> [DIRECTIVE]: Reproduce the material below word for word, leaving out the pictures.

******************************

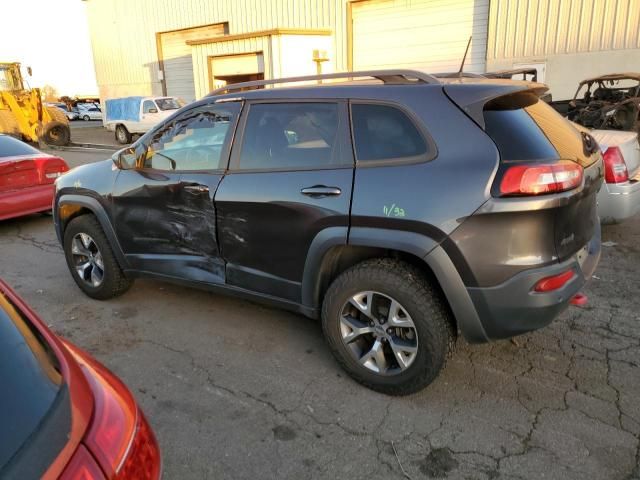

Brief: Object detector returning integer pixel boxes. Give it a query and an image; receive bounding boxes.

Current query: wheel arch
[302,227,488,343]
[54,194,128,270]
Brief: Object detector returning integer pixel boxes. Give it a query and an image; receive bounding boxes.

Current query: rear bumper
[467,222,601,340]
[598,173,640,223]
[0,183,53,220]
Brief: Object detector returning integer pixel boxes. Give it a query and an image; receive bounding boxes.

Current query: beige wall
[487,0,640,100]
[86,0,347,99]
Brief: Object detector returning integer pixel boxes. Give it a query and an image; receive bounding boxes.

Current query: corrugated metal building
[86,0,640,100]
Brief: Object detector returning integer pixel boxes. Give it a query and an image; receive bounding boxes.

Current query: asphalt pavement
[0,147,640,480]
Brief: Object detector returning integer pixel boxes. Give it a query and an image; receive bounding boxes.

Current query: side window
[143,103,240,170]
[237,103,343,170]
[351,103,427,162]
[142,100,158,113]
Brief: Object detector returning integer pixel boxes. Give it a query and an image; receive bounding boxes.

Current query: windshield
[156,98,180,110]
[0,67,22,91]
[0,290,70,472]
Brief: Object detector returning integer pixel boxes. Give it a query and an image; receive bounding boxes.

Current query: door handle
[300,185,342,198]
[184,185,209,193]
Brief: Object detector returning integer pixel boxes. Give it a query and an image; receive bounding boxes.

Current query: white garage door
[352,0,489,73]
[160,24,225,102]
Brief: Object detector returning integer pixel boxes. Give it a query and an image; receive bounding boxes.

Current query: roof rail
[207,70,440,97]
[433,72,486,78]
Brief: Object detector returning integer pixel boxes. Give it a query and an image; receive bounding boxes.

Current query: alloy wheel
[340,291,418,376]
[71,233,104,288]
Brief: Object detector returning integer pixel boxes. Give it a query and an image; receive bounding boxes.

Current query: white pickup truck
[104,97,182,145]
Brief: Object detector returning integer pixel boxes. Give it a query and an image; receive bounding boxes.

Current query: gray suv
[54,70,603,395]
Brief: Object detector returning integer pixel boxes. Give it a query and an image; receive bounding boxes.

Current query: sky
[0,0,98,97]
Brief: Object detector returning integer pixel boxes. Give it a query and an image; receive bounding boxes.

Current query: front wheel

******************************

> [REPLY]:
Brief: Object detector returning integer pixel boxes. Give it a query and an image; receive bounding boxes.

Current query: wheel arch
[302,227,488,343]
[54,194,128,270]
Brief: Object detector returning integer pixel boxes. Give it a query and an image; receive bounding boxes.

Current query: rear bumper
[467,222,601,340]
[598,173,640,223]
[0,183,53,220]
Brief: Object detector returning integer pixel boxes. Give it a query and an image; receive bounding boxes.

Current query: beige wall
[487,0,640,100]
[86,0,347,99]
Brief: Object detector returning integer pixel boxes. Give it a query and an image; receive bounding boxes.

Current query: corrugated metal building
[86,0,640,100]
Brief: Object detector returning integer pixel boxes. Give it a query and an image; receive bounding boxes.

Current query: asphalt pavement
[0,147,640,480]
Brief: Object detector returning integer pixel boxes. Give it a query and an image; receive bounding boxes.

Current query: side window
[143,103,240,170]
[237,103,343,170]
[351,103,427,162]
[142,100,158,113]
Brief: Object detector returning integer pixel boxes. Give it a query and an image; receive bounding boxes.

Current query: windshield
[156,98,180,110]
[0,67,22,91]
[0,290,70,472]
Brief: Object detector returning integer pixel boxes. Give it a query and an image; receive bounding boxes.

Current query: door handle
[300,185,342,198]
[184,185,209,193]
Brief: Object detector returning integer pixel boxes. Give it a query and an image; receive bounding boxes.

Current query: white garage door
[352,0,489,73]
[160,24,225,102]
Brief: Object detector returning integer pixel boxes. Give it a query and an image; receive bounding boxes.

Current query: roof rail
[207,70,440,97]
[433,72,486,78]
Brief: Object detector returning integer pixel boxes. Give it a query and an image; receive bounding boxes.

Current query: alloy wheel
[340,291,418,376]
[71,233,104,288]
Brief: Object detector returning integer pixel boxes. Give it a query and an image; receive bounding boxes.

Current query: white pickup truck
[104,97,182,145]
Brief: Object detector returning integer pixel boxes. Give it a query and an image; receive bounding boxes.

Current query: gray suv
[54,70,603,395]
Brief: Object detector returning integer pixel boxes. Give it a query and an image; receive bounding boxes.

Current query: sky
[0,0,98,97]
Brief: Object detector returning integer pixel boxes. Give it a query and an image; receive bounding boxes.

Current query: front wheel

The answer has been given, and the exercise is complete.